_Passage given_
## START
Design
5
min read

Why skipping motion in UX is costing you

Paul Liddell
July 21, 2025
Classic animation still of a cheerful character at the helm, symbolising the power of motion to guide user experience.

If you’re still treating motion as decoration, your product’s already behind. It’s now an essential part of good UX and users expect it. When used with purpose, motion helps reduce user drop-off, improve clarity, and bring a brand to life, all without being hard to implement.

That last point is important. People often assume animation is a lot of extra work. In reality, it usually only adds a small bit of effort for a designer, and nearly none for developers. Tools like Lottie make it incredibly simple to drop lightweight animations into products with minimal performance impact. A good UX design agency should be building these capabilities into your product from the start, not bolting them on later.

The misconception: “It looks nice, but it’s not worth the effort”

One of the biggest misconceptions I hear is that animation is just visual polish. That it looks nice, but it’s not really worth the time or money. In reality, motion can make tangible impacts to real business metrics.

Yes, it needs to be done thoughtfully, but when it is, it plays a huge supporting role across a product, helping to guide users, reduce friction, and boost engagement. It also makes your product feel more intentional, more polished.

Importantly, I’m not talking about huge, complex animations. Most of the time, it’s small, subtle micro-interactions: a form confirming submission, a loading spinner that communicates progress, or a success tick after a payment. These little moments build trust and reduce confusion.

From a technical point of view, it doesn’t need to be a heavy lift. With the right tools, animations can be designed once and reused across the web and apps. For developers, it might be a five-second job to drop in.

The business case: motion delivers ROI

Motion isn’t just about making things look better. It helps your product work better, for your users and your business. 

Two mobile screens showing a loading screen animation, demonstrating how motion can reduce perceived wait time and keep users engaged.

Here are a few key areas where I see motion adding real value:

1. Reduced drop-off during wait times

This is one of the clearest use cases. If a user is stuck waiting for something to load or process, they’re likely to assume the app is broken and abandon the task. Adding a short, branded animation during that pause keeps them engaged and informed.
## END
_Challenge_
Reproduce word for word the stretch of the article on motion in UX that begins at "Yes, it needs" and ends after "intentional, more polished.".

_Material provided_
## START
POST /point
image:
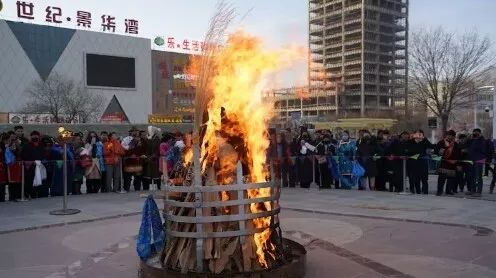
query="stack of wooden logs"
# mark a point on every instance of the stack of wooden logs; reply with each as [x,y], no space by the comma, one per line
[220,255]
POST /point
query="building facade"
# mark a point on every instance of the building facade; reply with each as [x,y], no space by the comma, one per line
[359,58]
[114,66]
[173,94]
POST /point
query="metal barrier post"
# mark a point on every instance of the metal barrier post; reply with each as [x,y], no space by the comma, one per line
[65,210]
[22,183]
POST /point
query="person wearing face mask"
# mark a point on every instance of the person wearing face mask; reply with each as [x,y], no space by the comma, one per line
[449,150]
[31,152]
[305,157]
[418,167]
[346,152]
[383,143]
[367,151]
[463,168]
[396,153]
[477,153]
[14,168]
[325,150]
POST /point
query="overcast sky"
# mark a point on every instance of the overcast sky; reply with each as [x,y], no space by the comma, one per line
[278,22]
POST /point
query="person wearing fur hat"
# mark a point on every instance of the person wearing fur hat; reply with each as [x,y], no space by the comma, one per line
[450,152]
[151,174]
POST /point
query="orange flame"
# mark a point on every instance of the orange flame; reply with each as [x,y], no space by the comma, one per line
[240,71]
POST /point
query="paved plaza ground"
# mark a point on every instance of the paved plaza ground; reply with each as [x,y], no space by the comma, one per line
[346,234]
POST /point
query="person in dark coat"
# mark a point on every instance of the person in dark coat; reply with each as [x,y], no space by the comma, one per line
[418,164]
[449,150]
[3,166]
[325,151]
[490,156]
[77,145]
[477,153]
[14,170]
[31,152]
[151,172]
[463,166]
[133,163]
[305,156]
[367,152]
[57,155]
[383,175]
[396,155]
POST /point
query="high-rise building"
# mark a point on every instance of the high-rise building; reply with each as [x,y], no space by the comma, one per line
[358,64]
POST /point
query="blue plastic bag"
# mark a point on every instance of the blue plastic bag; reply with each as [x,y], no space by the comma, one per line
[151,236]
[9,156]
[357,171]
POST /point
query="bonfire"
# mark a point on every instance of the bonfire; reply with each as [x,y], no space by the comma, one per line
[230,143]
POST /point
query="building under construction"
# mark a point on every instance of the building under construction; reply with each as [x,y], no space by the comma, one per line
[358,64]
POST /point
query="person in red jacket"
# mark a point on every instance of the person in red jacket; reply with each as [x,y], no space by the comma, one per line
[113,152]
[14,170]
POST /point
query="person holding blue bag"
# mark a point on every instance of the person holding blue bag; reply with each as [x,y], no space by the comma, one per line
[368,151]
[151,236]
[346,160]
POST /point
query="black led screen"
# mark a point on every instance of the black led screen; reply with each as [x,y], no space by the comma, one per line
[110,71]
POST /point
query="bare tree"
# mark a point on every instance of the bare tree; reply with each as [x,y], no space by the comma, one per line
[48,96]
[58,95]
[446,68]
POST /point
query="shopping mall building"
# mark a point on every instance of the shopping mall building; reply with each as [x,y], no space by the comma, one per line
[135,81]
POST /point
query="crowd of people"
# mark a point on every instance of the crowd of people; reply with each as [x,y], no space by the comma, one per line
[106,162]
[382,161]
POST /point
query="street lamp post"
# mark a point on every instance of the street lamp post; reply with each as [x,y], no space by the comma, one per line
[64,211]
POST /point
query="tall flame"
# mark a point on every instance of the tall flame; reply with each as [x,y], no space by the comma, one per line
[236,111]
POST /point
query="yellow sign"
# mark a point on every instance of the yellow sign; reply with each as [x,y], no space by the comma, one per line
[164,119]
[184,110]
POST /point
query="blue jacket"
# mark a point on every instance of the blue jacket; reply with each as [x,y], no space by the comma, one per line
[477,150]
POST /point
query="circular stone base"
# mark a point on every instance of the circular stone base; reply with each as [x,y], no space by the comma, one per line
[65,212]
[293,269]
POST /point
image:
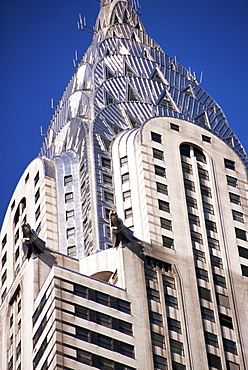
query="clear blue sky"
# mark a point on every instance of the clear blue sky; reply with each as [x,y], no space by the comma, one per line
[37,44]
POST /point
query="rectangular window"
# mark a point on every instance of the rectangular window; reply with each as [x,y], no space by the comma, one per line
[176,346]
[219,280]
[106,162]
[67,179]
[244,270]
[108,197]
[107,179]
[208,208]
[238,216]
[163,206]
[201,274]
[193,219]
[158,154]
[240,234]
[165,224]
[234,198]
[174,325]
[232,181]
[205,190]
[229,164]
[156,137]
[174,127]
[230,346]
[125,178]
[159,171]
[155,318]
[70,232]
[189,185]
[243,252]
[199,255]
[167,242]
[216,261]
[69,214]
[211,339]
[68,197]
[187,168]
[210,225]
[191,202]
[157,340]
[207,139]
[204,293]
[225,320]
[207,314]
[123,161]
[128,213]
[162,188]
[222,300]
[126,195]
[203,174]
## END
## START
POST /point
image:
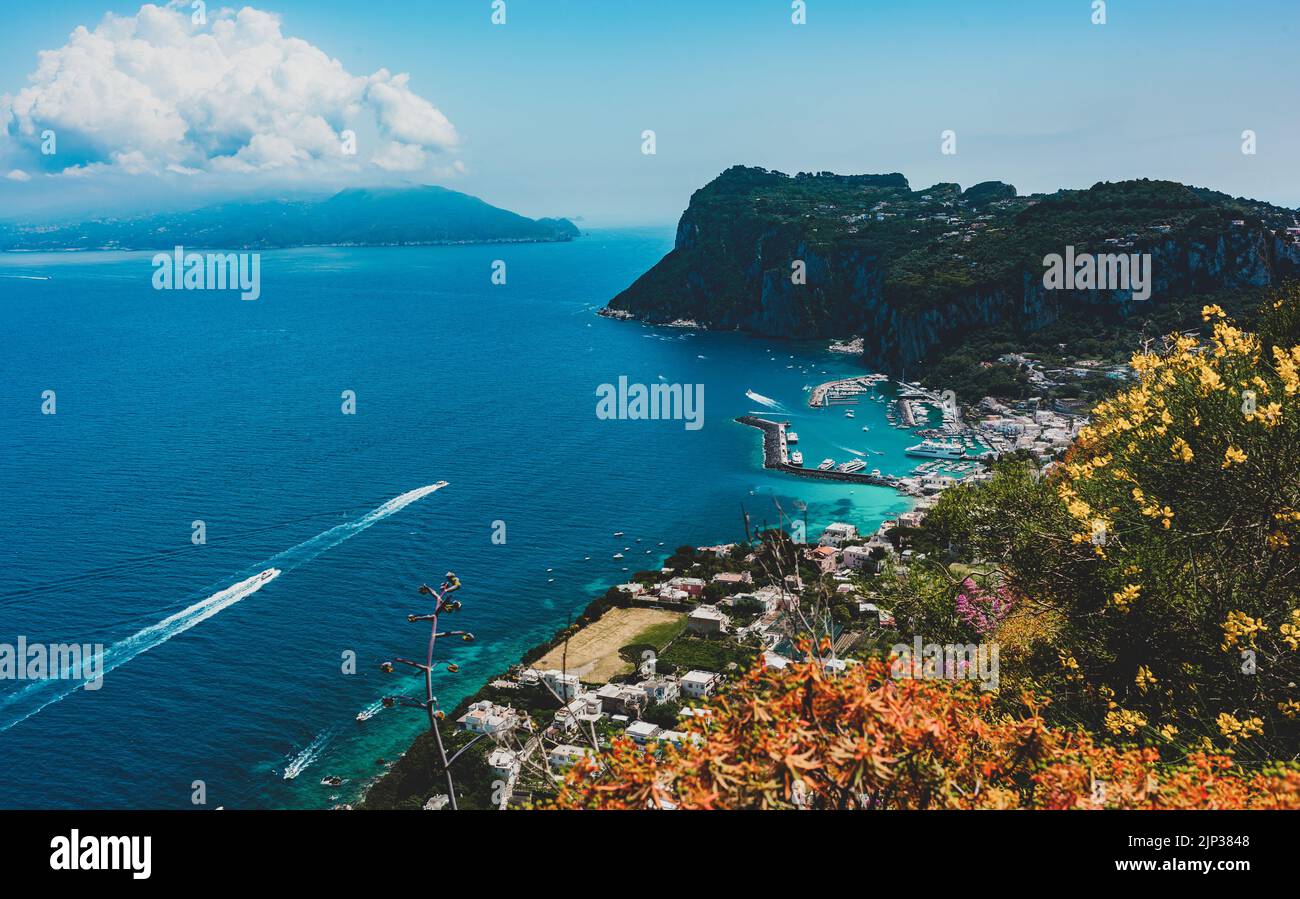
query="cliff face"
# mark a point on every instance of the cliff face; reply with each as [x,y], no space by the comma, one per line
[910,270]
## END
_Answer to this task_
Yes, it needs to be done thoughtfully, but when it is, it plays a huge supporting role across a product, helping to guide users, reduce friction, and boost engagement. It also makes your product feel more intentional, more polished.